DATASET ROWS:
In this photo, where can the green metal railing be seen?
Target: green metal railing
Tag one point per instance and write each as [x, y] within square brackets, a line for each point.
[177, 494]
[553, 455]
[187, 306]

STATED GOAL:
Reproduce each line of the listing above exactly as it appears, in the same order.

SOLUTION TO THIS PROBLEM:
In this photo, where can the green metal railing be seen?
Target: green metal railing
Tag one point per instance and write each as [x, y] within square brackets, a line for each point.
[177, 494]
[553, 455]
[187, 306]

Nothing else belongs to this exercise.